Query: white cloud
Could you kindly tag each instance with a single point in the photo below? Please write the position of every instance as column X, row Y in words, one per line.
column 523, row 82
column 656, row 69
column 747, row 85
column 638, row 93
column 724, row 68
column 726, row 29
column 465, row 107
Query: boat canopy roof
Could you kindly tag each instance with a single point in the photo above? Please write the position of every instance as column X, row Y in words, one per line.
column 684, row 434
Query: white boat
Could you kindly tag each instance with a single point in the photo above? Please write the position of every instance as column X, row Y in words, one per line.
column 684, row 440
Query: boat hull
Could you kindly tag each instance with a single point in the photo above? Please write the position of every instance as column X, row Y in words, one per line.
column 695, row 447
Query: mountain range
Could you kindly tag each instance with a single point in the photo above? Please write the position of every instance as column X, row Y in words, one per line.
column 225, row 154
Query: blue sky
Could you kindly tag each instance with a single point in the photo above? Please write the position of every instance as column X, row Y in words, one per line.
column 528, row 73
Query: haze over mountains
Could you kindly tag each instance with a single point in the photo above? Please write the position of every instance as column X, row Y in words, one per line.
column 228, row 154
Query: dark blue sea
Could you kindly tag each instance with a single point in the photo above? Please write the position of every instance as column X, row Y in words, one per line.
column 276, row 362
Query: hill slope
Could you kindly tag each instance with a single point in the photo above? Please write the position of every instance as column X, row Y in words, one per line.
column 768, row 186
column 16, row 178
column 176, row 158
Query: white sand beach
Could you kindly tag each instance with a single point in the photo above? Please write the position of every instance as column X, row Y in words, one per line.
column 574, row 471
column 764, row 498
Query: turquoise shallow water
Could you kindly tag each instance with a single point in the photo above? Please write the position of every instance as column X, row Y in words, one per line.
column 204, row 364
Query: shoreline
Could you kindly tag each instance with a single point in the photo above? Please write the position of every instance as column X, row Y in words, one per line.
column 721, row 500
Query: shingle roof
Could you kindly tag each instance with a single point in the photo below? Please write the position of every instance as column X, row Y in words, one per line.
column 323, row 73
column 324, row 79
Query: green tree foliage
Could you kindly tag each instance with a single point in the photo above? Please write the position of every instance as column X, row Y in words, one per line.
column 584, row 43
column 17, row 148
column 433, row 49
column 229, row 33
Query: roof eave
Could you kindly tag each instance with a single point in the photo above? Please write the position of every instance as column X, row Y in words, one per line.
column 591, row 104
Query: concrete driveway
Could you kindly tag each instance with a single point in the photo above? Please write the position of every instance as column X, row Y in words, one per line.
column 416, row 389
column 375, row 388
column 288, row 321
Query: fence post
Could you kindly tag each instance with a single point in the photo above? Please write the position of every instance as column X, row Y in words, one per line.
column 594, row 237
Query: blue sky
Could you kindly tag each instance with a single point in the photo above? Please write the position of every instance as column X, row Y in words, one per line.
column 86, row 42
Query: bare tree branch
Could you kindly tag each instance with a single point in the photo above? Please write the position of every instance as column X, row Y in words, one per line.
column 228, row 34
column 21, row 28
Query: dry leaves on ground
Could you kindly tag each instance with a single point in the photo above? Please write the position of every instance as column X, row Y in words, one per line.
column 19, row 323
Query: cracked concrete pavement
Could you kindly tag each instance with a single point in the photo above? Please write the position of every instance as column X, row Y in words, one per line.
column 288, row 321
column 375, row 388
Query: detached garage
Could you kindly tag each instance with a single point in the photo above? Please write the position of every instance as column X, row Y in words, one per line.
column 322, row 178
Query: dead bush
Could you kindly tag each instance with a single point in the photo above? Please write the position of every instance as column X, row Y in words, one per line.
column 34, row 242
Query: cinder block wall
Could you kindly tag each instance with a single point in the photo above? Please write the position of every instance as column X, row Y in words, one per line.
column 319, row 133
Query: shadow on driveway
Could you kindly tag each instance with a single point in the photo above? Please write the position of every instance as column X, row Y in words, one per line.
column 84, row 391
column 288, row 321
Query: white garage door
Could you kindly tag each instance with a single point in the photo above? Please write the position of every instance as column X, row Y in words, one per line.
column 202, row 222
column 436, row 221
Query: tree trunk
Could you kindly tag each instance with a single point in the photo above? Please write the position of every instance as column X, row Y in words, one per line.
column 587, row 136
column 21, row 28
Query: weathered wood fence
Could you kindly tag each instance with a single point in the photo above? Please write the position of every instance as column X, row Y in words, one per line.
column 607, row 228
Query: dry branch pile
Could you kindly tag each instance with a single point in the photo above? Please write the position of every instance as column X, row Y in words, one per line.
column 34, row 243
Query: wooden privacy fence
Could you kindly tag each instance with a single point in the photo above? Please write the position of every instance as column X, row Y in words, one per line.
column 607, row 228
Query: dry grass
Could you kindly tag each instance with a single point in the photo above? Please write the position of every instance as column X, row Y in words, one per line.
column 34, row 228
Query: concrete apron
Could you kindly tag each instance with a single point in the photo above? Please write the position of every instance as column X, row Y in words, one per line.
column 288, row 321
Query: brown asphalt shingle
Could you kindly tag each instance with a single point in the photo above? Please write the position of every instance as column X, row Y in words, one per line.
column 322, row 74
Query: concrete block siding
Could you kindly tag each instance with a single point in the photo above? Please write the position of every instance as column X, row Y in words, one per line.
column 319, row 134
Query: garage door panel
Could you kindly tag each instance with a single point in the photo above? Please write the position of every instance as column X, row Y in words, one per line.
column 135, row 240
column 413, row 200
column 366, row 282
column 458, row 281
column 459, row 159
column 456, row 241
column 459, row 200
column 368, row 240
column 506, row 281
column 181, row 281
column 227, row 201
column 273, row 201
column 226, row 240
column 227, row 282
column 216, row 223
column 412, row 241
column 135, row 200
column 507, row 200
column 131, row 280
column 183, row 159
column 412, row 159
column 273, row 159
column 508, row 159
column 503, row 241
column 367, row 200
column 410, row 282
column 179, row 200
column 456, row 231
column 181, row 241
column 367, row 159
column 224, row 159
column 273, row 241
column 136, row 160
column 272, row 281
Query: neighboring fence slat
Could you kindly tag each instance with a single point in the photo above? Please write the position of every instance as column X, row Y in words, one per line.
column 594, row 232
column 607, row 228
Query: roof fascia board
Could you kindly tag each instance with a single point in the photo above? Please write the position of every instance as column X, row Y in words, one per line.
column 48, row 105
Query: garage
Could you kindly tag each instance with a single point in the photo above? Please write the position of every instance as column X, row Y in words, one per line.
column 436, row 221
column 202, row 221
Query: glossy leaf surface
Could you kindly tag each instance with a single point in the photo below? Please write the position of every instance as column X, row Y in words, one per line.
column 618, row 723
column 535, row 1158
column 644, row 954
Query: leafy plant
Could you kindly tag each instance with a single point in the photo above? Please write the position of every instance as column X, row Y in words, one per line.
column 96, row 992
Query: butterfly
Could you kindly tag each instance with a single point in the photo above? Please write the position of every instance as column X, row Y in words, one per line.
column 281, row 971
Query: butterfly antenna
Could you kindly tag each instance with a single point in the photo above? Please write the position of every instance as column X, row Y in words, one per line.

- _OBIETTIVO_
Riscrivi tutte le righe qui sopra come tabella Markdown con due colonne, «Numero» per il numero progressivo e «Testo» per il contenuto della riga, tralasciando le righe vuote.

- _RISULTATO_
| Numero | Testo |
|---|---|
| 1 | Query: white cloud |
| 2 | Could you kindly tag each instance with a single point in the photo below? Please write the position of every instance as column X, row Y in words, one per line. |
| 3 | column 523, row 82 |
| 4 | column 656, row 69 |
| 5 | column 747, row 85 |
| 6 | column 638, row 93 |
| 7 | column 724, row 68 |
| 8 | column 726, row 29 |
| 9 | column 465, row 107 |
| 10 | Query: boat canopy roof |
| 11 | Could you kindly tag each instance with a single point in the photo above? Please write the position of every instance as column X, row Y in words, one per line. |
| 12 | column 684, row 434 |
| 13 | Query: white boat |
| 14 | Could you kindly tag each instance with a single point in the photo above? Please write the position of every instance as column X, row Y in words, one per line. |
| 15 | column 684, row 440 |
| 16 | Query: boat hull |
| 17 | Could you kindly tag each instance with a single point in the photo above? Please write the position of every instance as column X, row Y in words, one per line. |
| 18 | column 695, row 447 |
| 19 | Query: mountain range |
| 20 | Could you kindly tag each instance with a single point in the photo above? Please write the position of every instance as column X, row Y in words, one per line. |
| 21 | column 225, row 154 |
| 22 | Query: blue sky |
| 23 | Could you kindly tag each instance with a single point in the photo above? Please write the position of every instance as column X, row Y in words, one per line. |
| 24 | column 528, row 73 |
| 25 | Query: haze over mountains |
| 26 | Could you kindly tag each instance with a single point in the photo above? Please write the position of every instance as column X, row Y in words, one per line. |
| 27 | column 228, row 154 |
| 28 | Query: dark blue sea |
| 29 | Could you kindly tag each instance with a single point in the photo above? Please write the position of every instance as column X, row Y in words, one per line. |
| 30 | column 276, row 362 |
| 31 | Query: hill slope |
| 32 | Could you kindly tag each instance with a single point in the photo above? Please write the position of every instance as column X, row Y in words, one per line. |
| 33 | column 768, row 186 |
| 34 | column 16, row 178 |
| 35 | column 176, row 158 |
| 36 | Query: white sand beach |
| 37 | Could you kindly tag each instance with a single point in the photo above? Please write the position of every instance as column X, row Y in words, one per line. |
| 38 | column 574, row 471 |
| 39 | column 764, row 498 |
| 40 | Query: turquoise shallow water |
| 41 | Could you kindly tag each instance with a single point in the photo above? Please write the position of every instance as column X, row Y in words, one per line. |
| 42 | column 204, row 364 |
| 43 | Query: shoreline |
| 44 | Could you kindly tag each instance with a single point in the photo above? Please write the position of every instance as column X, row Y in words, one per line. |
| 45 | column 721, row 500 |
| 46 | Query: shingle roof |
| 47 | Could you kindly tag each instance with a single point in the photo below? Please write the position of every instance as column X, row Y in words, one per line. |
| 48 | column 323, row 73 |
| 49 | column 324, row 79 |
| 50 | Query: green tree foliage |
| 51 | Could you kindly tag each instance with a single point in the photo above? Please write the position of every instance as column X, row Y in words, one per line. |
| 52 | column 584, row 43 |
| 53 | column 17, row 148 |
| 54 | column 433, row 49 |
| 55 | column 229, row 33 |
| 56 | Query: roof eave |
| 57 | Could you kindly tag each instance with a single point in the photo above? Please write the position of every instance as column X, row Y in words, one per line. |
| 58 | column 591, row 104 |
| 59 | Query: concrete driveway |
| 60 | Could you kindly tag each instance with a single point in the photo above? Please write the position of every instance as column X, row Y in words, one per line. |
| 61 | column 416, row 389 |
| 62 | column 375, row 388 |
| 63 | column 288, row 321 |
| 64 | Query: fence post |
| 65 | Could you kindly tag each instance with a single point in the photo above? Please write the position of every instance as column X, row Y in words, one per line. |
| 66 | column 594, row 237 |
| 67 | Query: blue sky |
| 68 | Could you kindly tag each instance with a single point in the photo above? Please write the position of every instance as column X, row Y in words, one per line. |
| 69 | column 86, row 42 |
| 70 | Query: bare tree branch |
| 71 | Could you kindly tag each instance with a single point in the photo above? Please write the position of every instance as column X, row Y in words, one per line. |
| 72 | column 228, row 34 |
| 73 | column 21, row 28 |
| 74 | Query: dry leaves on ground |
| 75 | Could you kindly tag each instance with a single point in the photo above? Please write the position of every instance as column X, row Y in words, one per line. |
| 76 | column 19, row 323 |
| 77 | Query: cracked concrete pavement |
| 78 | Could you kindly tag each instance with a single point in the photo above? Please write the position of every instance as column X, row Y in words, one per line. |
| 79 | column 288, row 321 |
| 80 | column 375, row 388 |
| 81 | Query: detached garage |
| 82 | Could you kindly tag each instance with a single point in the photo above? Please write the position of every instance as column X, row Y in words, one per line. |
| 83 | column 322, row 178 |
| 84 | Query: dead bush |
| 85 | Could you kindly tag each instance with a single point in the photo above? Please write the position of every instance as column X, row Y in words, one per line. |
| 86 | column 34, row 242 |
| 87 | Query: cinder block wall |
| 88 | Could you kindly tag each instance with a single point in the photo above? Please write the position of every instance as column X, row Y in words, one per line. |
| 89 | column 319, row 133 |
| 90 | Query: shadow on driveway |
| 91 | Could you kindly tag each instance with a single point in the photo above? Please write the position of every instance as column X, row Y in words, one per line. |
| 92 | column 84, row 391 |
| 93 | column 288, row 321 |
| 94 | Query: white garage door |
| 95 | Could you kindly tag each instance with a single point in the photo above? Please write the position of every instance as column X, row Y in words, one per line. |
| 96 | column 202, row 222 |
| 97 | column 436, row 221 |
| 98 | Query: tree trunk |
| 99 | Could you kindly tag each instance with a single point in the photo above? Please write the position of every instance as column X, row Y in words, one per line. |
| 100 | column 587, row 136 |
| 101 | column 21, row 28 |
| 102 | Query: weathered wood fence |
| 103 | Could you kindly tag each instance with a single point in the photo above? Please write the position of every instance as column X, row Y in words, one per line. |
| 104 | column 607, row 228 |
| 105 | Query: dry branch pile |
| 106 | Could you kindly tag each instance with a single point in the photo above? Please write the position of every instance as column X, row Y in words, one per line. |
| 107 | column 34, row 243 |
| 108 | Query: wooden privacy fence |
| 109 | Could you kindly tag each instance with a single point in the photo above? Please write the position of every instance as column X, row Y in words, one per line. |
| 110 | column 607, row 228 |
| 111 | Query: dry grass |
| 112 | Could you kindly tag each instance with a single point in the photo above? Please write the position of every instance as column X, row Y in words, one per line. |
| 113 | column 34, row 228 |
| 114 | Query: concrete apron |
| 115 | Could you kindly tag each instance with a single point in the photo above? Please write the position of every instance as column X, row Y in words, one per line. |
| 116 | column 288, row 321 |
| 117 | Query: brown asphalt shingle |
| 118 | Could you kindly tag each instance with a single point in the photo above? Please write the position of every instance as column X, row Y in words, one per line. |
| 119 | column 322, row 74 |
| 120 | Query: concrete block siding |
| 121 | Could you kindly tag each instance with a single point in the photo above? Please write the position of every instance as column X, row Y in words, one per line. |
| 122 | column 319, row 134 |
| 123 | Query: garage door panel |
| 124 | Could you kindly tag each instance with a single point in the photo above? Please write the position of every instance as column X, row Y in words, one per line. |
| 125 | column 135, row 240 |
| 126 | column 413, row 200 |
| 127 | column 366, row 282 |
| 128 | column 458, row 281 |
| 129 | column 459, row 159 |
| 130 | column 456, row 241 |
| 131 | column 459, row 200 |
| 132 | column 368, row 240 |
| 133 | column 506, row 281 |
| 134 | column 181, row 281 |
| 135 | column 227, row 201 |
| 136 | column 273, row 201 |
| 137 | column 226, row 240 |
| 138 | column 227, row 282 |
| 139 | column 216, row 223 |
| 140 | column 412, row 241 |
| 141 | column 135, row 200 |
| 142 | column 507, row 200 |
| 143 | column 131, row 280 |
| 144 | column 183, row 159 |
| 145 | column 412, row 159 |
| 146 | column 273, row 159 |
| 147 | column 508, row 159 |
| 148 | column 503, row 241 |
| 149 | column 367, row 200 |
| 150 | column 410, row 282 |
| 151 | column 179, row 200 |
| 152 | column 456, row 231 |
| 153 | column 181, row 241 |
| 154 | column 367, row 159 |
| 155 | column 224, row 159 |
| 156 | column 273, row 241 |
| 157 | column 136, row 160 |
| 158 | column 272, row 281 |
| 159 | Query: neighboring fence slat |
| 160 | Could you kindly tag each instance with a single point in the photo above? Please write the position of every instance as column X, row Y in words, one per line. |
| 161 | column 594, row 232 |
| 162 | column 607, row 228 |
| 163 | Query: roof fascia board |
| 164 | Could you kindly tag each instance with a single point in the photo above? Please write the position of every instance as column X, row Y in words, one per line. |
| 165 | column 48, row 105 |
| 166 | Query: garage |
| 167 | Could you kindly tag each instance with a single point in the photo above? Please write the position of every instance as column X, row Y in words, one per line. |
| 168 | column 436, row 221 |
| 169 | column 202, row 221 |
| 170 | Query: glossy leaf surface |
| 171 | Could you kindly tag each instance with a single point in the photo below? Please write the position of every instance as column X, row Y in words, one per line. |
| 172 | column 618, row 723 |
| 173 | column 535, row 1158 |
| 174 | column 644, row 954 |
| 175 | Query: leafy plant |
| 176 | Could you kindly tag each instance with a single point in the photo above? Please write the position of every instance as column X, row Y in words, one per line. |
| 177 | column 96, row 992 |
| 178 | Query: butterfly |
| 179 | Could you kindly tag each instance with a single point in the photo above? Please write the position of every instance as column X, row Y in words, one per line. |
| 180 | column 281, row 971 |
| 181 | Query: butterfly antenna |
| 182 | Could you kindly tag each instance with a single point in the photo above? Please write the position of every instance as column X, row Y in words, one per line. |